# Soal Tertulis 1:
Jawablah pertanyaan berikut berdasarkan teks bacaan tentang syariat Islam di bawah ini.
(a) Menurut paragraf pertama, syariat Nabi Saw bersifat apa?
(b) Siapa yang menulis Muḥammad al-Insān al-Kāmil?
(c) Menurut terjemahan kutipan, syariat ini mampu memenuhi kebutuhan siapa?

Dengan demikian, syariat yang dibawa beliau adalah syariat terakhir yang menyempurnakan syariat-syariat nabi dan rasul sebelumnya, dan syariat Nabi Saw bersifat final. Inilah pesan penting bahwa risalah Islam berlaku universal, abadi, dan tidak akan tergantikan.

Sayyid Muhammad bin Alawi al-Maliki menulis dalam Muḥammad al-Insān al-Kāmil-nya:

الشريعة الإسلامية هي أكمل وأشرف وأشمل رسالة للهداية، وهي الشريعة التي ختم الله بها شرائع السماء، وجعلها خالدة، وكتب لها البقاء إلى أن يرث الله الأرض؛ لذا كانت ثابتة مستمرة، قوية البناء، محكمة النظام، وافية بحاجة الأفراد والجماعات.

“Syariat Islam adalah risalah petunjuk yang paling sempurna, paling mulia, dan paling menyeluruh. Ia merupakan syariat yang dengannya Allah menutup seluruh syariat samawi, menjadikannya abadi, dan menulis takdirnya untuk tetap berlaku hingga Allah mewarisi bumi. Karena itu, syariat ini bersifat tetap dan berkesinambungan, kokoh bangunannya, teratur sistemnya, serta mampu memenuhi kebutuhan individu maupun kelompok.”

# Baris Sumber:
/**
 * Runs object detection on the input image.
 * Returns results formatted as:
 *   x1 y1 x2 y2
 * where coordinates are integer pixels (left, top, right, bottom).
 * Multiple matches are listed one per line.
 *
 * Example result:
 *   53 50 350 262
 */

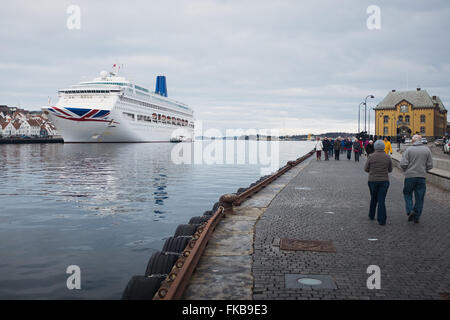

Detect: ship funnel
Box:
155 76 167 97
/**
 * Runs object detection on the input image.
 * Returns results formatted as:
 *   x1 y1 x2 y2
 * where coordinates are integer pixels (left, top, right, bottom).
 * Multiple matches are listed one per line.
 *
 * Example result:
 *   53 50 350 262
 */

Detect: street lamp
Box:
367 108 377 136
364 94 375 132
358 102 364 133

# Soal Tertulis 2:
Susunlah seluruh baris data deteksi objek di atas sebagai daftar JSON berisi string, satu string untuk setiap baris teks, dan lewati baris kosong. Jangan sertakan gambar dalam jawaban.

# Jawaban Lengkap 1:
(a) Final.
(b) Sayyid Muhammad bin Alawi al-Maliki.
(c) Kebutuhan individu maupun kelompok.

# Jawaban Lengkap 2:
[
  "/**",
  " * Runs object detection on the input image.",
  " * Returns results formatted as:",
  " *   x1 y1 x2 y2",
  " * where coordinates are integer pixels (left, top, right, bottom).",
  " * Multiple matches are listed one per line.",
  " *",
  " * Example result:",
  " *   53 50 350 262",
  " */",
  "Detect: ship funnel",
  "Box:",
  "155 76 167 97",
  "/**",
  " * Runs object detection on the input image.",
  " * Returns results formatted as:",
  " *   x1 y1 x2 y2",
  " * where coordinates are integer pixels (left, top, right, bottom).",
  " * Multiple matches are listed one per line.",
  " *",
  " * Example result:",
  " *   53 50 350 262",
  " */",
  "Detect: street lamp",
  "Box:",
  "367 108 377 136",
  "364 94 375 132",
  "358 102 364 133"
]